## Source text
********************

$\newcommand{\ds}{\displaystyle}$ $\newcommand{\Rr}{\mathbb{R}}$ $\newcommand{\Qq}{\mathbb{Q}}$ $\newcommand{\Nn}{\mathbb{N}}$ $\newcommand{\lint}{\underline{\int}}$ $\newcommand{\uint}{\overline{\int}}$ $\newcommand{\sgn}{\mathrm{sgn}}$ $\newcommand{\ve}{\varepsilon}$ $\newcommand{\norm}[1]{\left\| #1 \right\|}$ $\newcommand{\mbf}{\mathbf}$ $\newcommand{\vx}{\mbf{x}}$ $\newcommand{\ve}{\mbf{e}}$ $\newcommand{\vh}{\mbf{h}}$ $\newcommand{\va}{\mbf{a}}$

Inverse and Implicit Functions¶

A natural question about continuity (differentiablity) that we have not addressed up to this point is about inverse functions.

We start by investigating the single-variable case.

Let $I$ be an open interval. Suppose $f \colon I \to \Rr$ is 1-to-1 and continuous (differentiable). Let $J = f(I)$.

When will $f^{-1} \colon J \to I$ be continuous (differentiable)?

Continuity¶

Note first that even if $f$ is differentiable on $I$ it does not guarantee that $J:=f(I)$ is open.

For example, $x^2$ maps $(-1,1)$ to $[0,1)$ which is not open.

However, we have

Proposition 1. An injective continuous function $f$ on an interval $I$ must be strictly monotonic.

Proof. If not then there exist three points $a < b < c$ in $I$ such that $f(b)$ is not between $f(a)$ and $f(c)$. In other words, either $f(a)$ is between $f(b)$ and $f(c)$ or $f(c)$ is between $f(a)$ and $f(b)$. It follows from the intermediate value theorem that in the first case, there will be some $b < a' < c$ such that $f(a')=f(a)$ and some $a < c' <b$, in the second case, such that $f(c')=f(c)$. But either way contradicts the injectivity of $f$.

Corollary 2. Suppose $f$ is strictly monotonic on an open interval $I$ then $f(I)$ is an open interval.

********************

## Required work
(1) In the notes on inverse and implicit functions, what example shows that a differentiable function need not send an open interval to an open set?
(2) Pick up the notes on inverse and implicit functions right after the statement of Corollary 2.

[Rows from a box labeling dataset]

********************

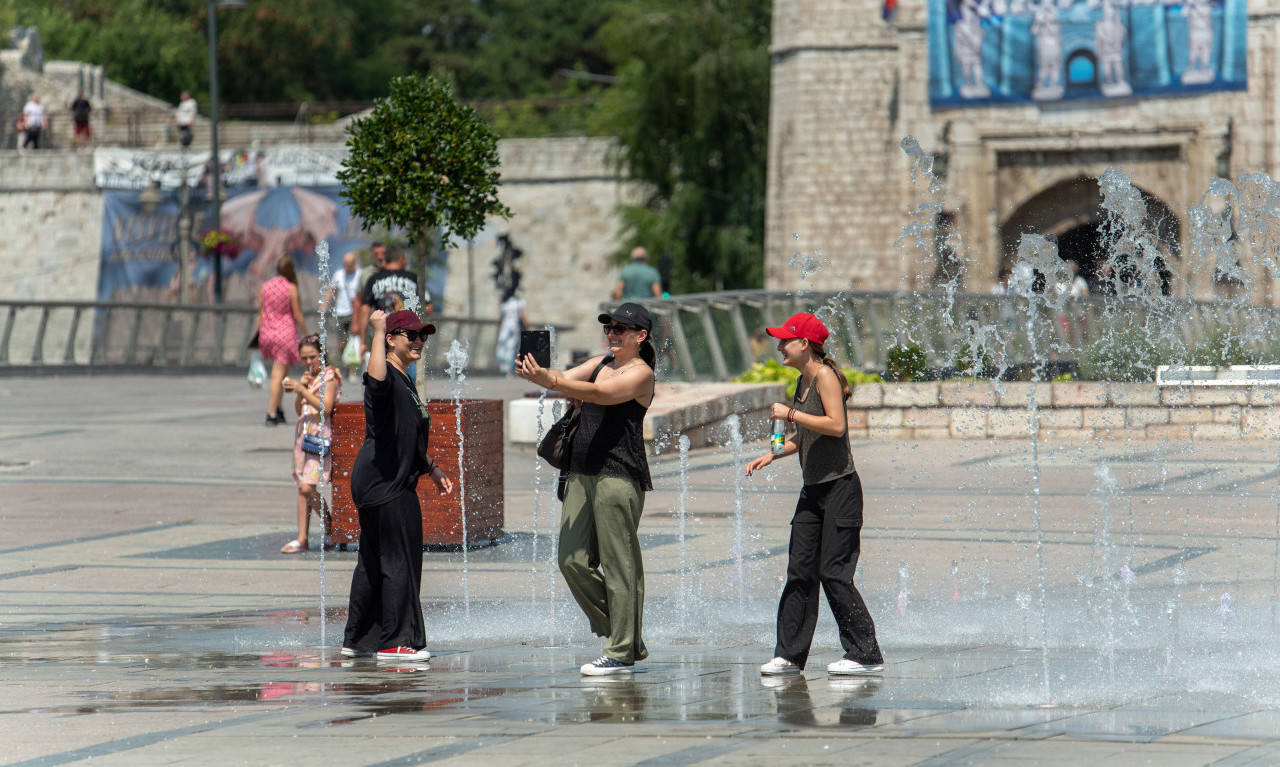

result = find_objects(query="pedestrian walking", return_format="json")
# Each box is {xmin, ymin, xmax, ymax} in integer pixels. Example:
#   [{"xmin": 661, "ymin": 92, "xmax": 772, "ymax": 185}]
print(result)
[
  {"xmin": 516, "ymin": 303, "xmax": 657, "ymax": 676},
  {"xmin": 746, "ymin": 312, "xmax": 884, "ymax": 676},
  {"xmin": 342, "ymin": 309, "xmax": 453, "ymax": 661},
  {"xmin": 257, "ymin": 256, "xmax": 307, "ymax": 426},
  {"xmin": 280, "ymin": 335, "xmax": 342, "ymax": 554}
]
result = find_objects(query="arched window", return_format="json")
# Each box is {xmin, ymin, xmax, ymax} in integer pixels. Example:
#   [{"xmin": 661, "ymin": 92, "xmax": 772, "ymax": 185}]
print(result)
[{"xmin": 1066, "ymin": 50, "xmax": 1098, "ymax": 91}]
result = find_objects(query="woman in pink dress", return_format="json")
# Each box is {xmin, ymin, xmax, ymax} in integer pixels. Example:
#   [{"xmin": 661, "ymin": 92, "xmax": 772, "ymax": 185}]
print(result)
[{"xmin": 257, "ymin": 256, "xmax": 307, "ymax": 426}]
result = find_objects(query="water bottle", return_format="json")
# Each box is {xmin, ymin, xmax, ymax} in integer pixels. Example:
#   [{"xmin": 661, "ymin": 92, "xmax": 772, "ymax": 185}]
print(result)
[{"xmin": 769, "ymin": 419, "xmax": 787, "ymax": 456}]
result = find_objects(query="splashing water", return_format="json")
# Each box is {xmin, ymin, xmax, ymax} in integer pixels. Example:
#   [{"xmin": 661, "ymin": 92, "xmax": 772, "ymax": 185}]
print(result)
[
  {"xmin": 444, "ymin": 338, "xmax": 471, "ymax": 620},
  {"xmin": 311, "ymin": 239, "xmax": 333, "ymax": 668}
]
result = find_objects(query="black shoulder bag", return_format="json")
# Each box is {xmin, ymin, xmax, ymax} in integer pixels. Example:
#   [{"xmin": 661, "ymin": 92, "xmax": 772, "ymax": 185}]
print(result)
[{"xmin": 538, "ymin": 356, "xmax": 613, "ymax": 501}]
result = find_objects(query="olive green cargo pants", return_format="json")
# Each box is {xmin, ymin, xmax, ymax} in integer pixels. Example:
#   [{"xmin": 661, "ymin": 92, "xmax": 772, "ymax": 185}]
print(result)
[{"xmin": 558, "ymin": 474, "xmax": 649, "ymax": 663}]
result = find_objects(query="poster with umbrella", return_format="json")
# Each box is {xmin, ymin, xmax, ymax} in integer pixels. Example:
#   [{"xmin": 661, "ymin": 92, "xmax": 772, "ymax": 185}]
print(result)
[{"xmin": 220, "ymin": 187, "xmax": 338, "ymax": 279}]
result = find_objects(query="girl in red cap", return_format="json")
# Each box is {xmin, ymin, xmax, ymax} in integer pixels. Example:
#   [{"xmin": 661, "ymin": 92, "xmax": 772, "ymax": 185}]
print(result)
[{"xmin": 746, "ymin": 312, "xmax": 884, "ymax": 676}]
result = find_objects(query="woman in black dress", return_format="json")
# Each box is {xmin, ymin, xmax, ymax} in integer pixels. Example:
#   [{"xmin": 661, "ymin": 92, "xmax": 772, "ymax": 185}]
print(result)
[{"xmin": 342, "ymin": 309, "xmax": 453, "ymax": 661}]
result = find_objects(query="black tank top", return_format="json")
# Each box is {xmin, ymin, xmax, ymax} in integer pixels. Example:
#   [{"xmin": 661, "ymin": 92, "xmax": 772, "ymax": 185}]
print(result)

********************

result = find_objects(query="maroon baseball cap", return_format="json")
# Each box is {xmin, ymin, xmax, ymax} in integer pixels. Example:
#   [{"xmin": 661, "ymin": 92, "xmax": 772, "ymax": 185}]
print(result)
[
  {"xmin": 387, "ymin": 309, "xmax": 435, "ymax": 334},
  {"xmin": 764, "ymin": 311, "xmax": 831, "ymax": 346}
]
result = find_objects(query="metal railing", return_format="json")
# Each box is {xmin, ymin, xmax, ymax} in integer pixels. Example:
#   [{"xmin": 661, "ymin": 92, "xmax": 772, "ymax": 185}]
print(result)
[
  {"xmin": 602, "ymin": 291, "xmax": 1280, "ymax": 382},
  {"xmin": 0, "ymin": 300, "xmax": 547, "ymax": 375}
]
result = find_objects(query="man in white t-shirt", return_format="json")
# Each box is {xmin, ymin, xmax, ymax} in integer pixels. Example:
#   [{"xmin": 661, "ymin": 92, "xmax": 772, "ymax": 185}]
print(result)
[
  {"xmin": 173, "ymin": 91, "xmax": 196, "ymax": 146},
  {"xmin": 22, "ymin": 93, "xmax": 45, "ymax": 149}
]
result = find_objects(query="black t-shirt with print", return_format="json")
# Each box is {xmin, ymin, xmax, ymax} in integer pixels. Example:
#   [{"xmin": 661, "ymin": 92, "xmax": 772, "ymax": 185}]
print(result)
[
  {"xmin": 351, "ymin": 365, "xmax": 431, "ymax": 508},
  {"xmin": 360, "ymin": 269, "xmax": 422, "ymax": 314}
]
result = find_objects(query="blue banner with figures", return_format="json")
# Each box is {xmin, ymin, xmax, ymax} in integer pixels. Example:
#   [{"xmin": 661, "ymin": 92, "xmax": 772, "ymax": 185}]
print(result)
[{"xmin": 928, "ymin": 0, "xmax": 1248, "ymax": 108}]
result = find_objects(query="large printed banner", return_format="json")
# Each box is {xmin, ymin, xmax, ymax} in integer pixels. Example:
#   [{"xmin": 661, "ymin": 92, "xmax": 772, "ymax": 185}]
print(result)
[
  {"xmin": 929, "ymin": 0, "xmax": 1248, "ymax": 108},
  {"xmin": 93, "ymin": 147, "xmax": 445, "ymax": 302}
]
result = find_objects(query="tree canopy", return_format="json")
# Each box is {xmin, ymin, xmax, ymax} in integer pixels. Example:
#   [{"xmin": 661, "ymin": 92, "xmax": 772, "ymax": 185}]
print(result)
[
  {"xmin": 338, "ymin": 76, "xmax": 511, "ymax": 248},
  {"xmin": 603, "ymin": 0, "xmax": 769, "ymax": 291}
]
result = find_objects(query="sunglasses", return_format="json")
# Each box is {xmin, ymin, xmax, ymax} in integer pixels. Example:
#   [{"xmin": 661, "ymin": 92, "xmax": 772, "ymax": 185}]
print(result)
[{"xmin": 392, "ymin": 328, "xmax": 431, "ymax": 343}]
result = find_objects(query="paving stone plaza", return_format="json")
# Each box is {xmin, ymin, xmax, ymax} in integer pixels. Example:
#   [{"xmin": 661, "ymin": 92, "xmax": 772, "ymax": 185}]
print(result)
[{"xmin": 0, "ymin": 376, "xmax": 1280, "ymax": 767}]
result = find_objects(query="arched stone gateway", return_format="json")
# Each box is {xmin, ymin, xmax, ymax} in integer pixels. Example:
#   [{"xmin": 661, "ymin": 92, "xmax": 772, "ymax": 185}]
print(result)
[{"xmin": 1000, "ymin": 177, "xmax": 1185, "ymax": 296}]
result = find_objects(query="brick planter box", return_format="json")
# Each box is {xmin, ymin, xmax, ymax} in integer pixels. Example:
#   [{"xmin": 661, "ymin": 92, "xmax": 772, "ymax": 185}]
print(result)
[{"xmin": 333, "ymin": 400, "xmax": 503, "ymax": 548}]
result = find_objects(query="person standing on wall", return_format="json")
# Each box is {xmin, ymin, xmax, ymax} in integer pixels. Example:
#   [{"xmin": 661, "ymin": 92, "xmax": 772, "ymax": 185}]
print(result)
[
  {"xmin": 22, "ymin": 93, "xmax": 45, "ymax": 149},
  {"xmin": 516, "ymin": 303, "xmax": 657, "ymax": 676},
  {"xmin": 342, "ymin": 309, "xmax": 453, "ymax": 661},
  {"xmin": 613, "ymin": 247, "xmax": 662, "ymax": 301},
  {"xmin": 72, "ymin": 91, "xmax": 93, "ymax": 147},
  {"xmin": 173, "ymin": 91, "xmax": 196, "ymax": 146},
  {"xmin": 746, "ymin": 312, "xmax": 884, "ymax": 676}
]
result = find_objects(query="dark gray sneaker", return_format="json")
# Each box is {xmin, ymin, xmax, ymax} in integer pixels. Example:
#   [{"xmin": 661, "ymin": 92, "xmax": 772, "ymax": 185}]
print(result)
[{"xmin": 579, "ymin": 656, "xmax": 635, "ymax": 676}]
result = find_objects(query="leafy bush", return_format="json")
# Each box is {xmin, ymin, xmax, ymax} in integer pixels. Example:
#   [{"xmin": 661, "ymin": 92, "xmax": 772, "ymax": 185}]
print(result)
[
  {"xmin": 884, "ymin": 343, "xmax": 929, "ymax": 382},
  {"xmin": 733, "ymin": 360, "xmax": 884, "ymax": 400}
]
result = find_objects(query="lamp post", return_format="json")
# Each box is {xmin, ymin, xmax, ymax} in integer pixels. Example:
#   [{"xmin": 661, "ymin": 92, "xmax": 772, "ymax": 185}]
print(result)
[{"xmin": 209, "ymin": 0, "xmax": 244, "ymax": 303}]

********************

## Exercise answers
(1) The function x² maps (−1, 1) to [0, 1), which is not open.

(2)
Proof. By Proposition 1. $f$ is strictly monotonic. Since $f$ is strictly monotonic and $I$ is open, it follows that $\inf f(I) \notin f(I)$. Likewise, $\sup f(I) \notin f(I)$. Thus, it follows from the IVT that $f(I) = (\inf f(I), \sup f(I))$ (here the inf and the sup are taken as extended reals).

Proposition 3. (3.6.6) If $f$ is strictly monotone on an interval $I$, then $f^{-1} \colon f(I) \to I$ is continuous.

Note that we do not assume $f$ is continuous on $I$ nor we assume $I$ is open. See Example 3.6.7

Theorem 4. If $f$ is an injective continuous function on an interval $I$, then its inverse $f^{-1} \colon f(I) \to I$ is continuous.

Proof. Follows immediately from Proposition 1 and Proposition 3.

Differentiability¶

Suppose $f \colon I \to J$ is a differentiable and bijection between intervals. Then unlike continuity, its inverse $f^{-1}$ need not be differentiable on $J$.

The reason is that suppose the inverse function $f^{-1} \colon J \to I$ is differentiable. Then since $x = (f^{-1}\circ f)(x)$ for all $x \in I$, so according to the Chain Rule, we have

$$ 1 = (x)' = (f^{-1}\circ f)'(x) = (f^{-1})'(f(x))f'(x)$$

But that means $f'(x) \neq 0$.

Here is a concrete example, $f(x) = x^3$ is a bijection from $(-1,1)$ to itself, but $f^{-1}(x) = \sqrt[3]{x}$ is not differentiable at $x=0$.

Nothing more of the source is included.